→ **Written request**
Extract each line below that contains the string "spot". Matches are case-sensitive.
───── Supplied entries ─────
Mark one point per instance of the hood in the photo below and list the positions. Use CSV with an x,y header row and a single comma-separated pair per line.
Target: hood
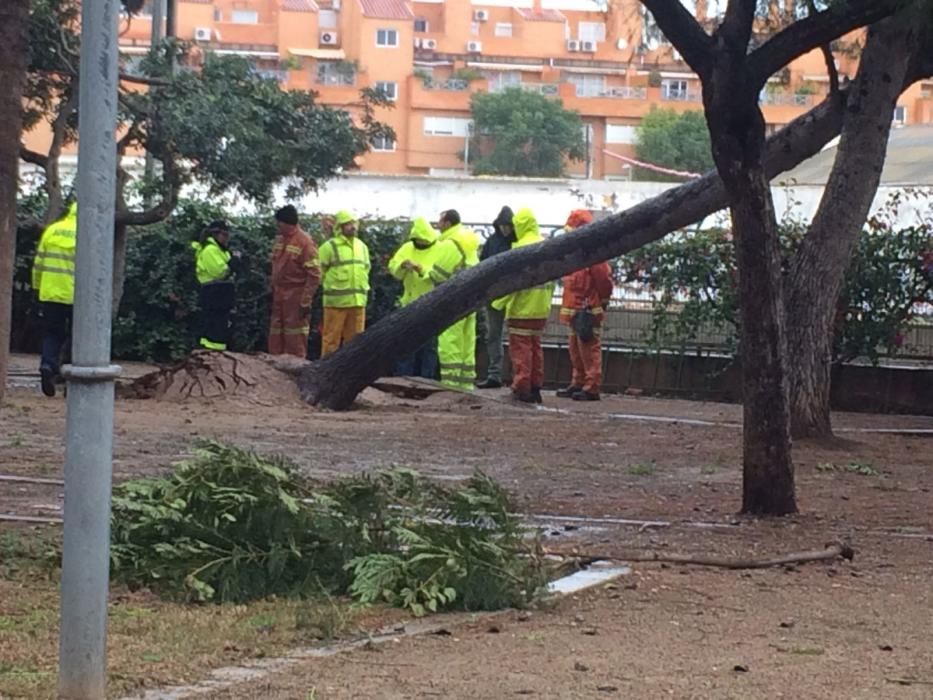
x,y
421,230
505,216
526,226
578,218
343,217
─────
───── Supplied entries ─────
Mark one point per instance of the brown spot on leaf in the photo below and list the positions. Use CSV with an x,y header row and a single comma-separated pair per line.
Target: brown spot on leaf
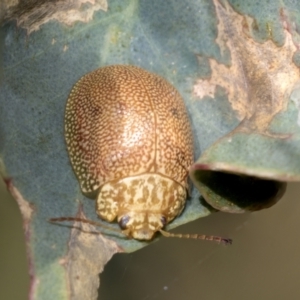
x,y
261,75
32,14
─────
→ **Task answer**
Mark one point per instance of the brown spot on leaf in the photo below and list the positions. Use CSV with an x,y header row and a single comma-separated pair per line.
Target: brown spot on leaf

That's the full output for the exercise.